> Given data
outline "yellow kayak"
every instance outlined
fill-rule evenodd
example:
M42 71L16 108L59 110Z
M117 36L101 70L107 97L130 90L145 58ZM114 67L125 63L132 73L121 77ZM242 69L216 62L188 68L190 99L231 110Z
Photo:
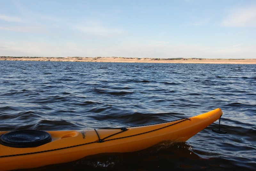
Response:
M141 126L0 132L0 170L67 162L101 153L134 152L164 141L184 142L222 114L218 108L191 118Z

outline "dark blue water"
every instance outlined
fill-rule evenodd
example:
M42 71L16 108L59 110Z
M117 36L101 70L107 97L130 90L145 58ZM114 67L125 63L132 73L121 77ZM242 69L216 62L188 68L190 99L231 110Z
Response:
M138 126L217 108L226 134L212 131L217 121L185 143L41 170L254 170L256 65L0 61L0 131Z

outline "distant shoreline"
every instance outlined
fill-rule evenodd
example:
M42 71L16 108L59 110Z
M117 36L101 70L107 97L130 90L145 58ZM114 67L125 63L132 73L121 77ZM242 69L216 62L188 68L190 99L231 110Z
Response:
M183 58L161 59L117 57L0 57L0 60L85 62L256 64L256 59L204 59Z

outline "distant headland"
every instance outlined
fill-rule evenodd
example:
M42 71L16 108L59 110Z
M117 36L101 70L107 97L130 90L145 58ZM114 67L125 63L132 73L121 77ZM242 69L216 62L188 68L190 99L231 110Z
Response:
M256 64L256 59L206 59L203 58L149 58L121 57L0 57L0 60Z

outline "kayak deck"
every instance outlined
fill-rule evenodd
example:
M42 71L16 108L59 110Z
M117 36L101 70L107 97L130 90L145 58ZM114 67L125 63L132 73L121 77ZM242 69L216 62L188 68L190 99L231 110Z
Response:
M0 144L0 170L65 163L101 153L134 152L164 141L185 141L222 114L217 109L188 118L142 126L47 131L51 141L37 147L14 148ZM0 135L7 132L0 132Z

> Set exercise
Return all of the entries word for word, but omit the pictures.

> The answer
outline "yellow kayak"
every instance outlined
fill-rule evenodd
example:
M42 71L16 108L59 110Z
M117 36L101 70L107 97L130 90L145 58ZM114 67L125 63L132 73L121 77ZM242 69L216 62L188 68L190 99L231 110Z
Photo:
Response:
M141 126L0 132L0 170L67 162L101 153L134 152L164 141L184 142L222 114L218 108L191 118Z

outline "dark blue water"
every instance outlined
fill-rule evenodd
example:
M42 71L16 108L59 110Z
M117 36L101 70L107 97L130 90L145 58ZM114 67L125 63L132 73L121 77ZM242 69L216 62L188 68L190 99L231 110Z
Response:
M138 126L217 108L226 134L212 131L217 121L185 143L41 170L254 170L256 65L0 61L0 131Z

outline "distant shoreline"
every instance outlined
fill-rule evenodd
example:
M42 71L16 108L59 110Z
M117 36L101 70L107 97L130 90L145 58ZM114 67L125 63L132 73L121 77ZM242 69L216 62L188 68L190 99L231 110Z
Response:
M183 58L161 59L117 57L0 57L0 60L85 62L256 64L256 59L204 59Z

outline "distant headland"
every instance outlined
fill-rule evenodd
example:
M42 71L16 108L59 110Z
M117 36L101 70L107 97L130 90L145 58ZM114 67L125 63L132 73L121 77ZM242 69L216 62L188 68L190 99L231 110Z
Response:
M256 64L256 59L206 59L203 58L149 58L121 57L0 57L0 60Z

outline "kayak deck"
every instance outlined
fill-rule evenodd
example:
M42 71L16 108L59 110Z
M117 36L101 70L107 97L130 90L145 58ZM114 67L125 63L132 73L121 77ZM242 69L216 62L188 68L190 99L231 110Z
Response:
M0 144L0 170L65 163L101 153L134 152L164 141L185 141L222 114L217 109L188 118L142 126L47 131L51 141L37 147L14 148ZM0 135L7 132L0 132Z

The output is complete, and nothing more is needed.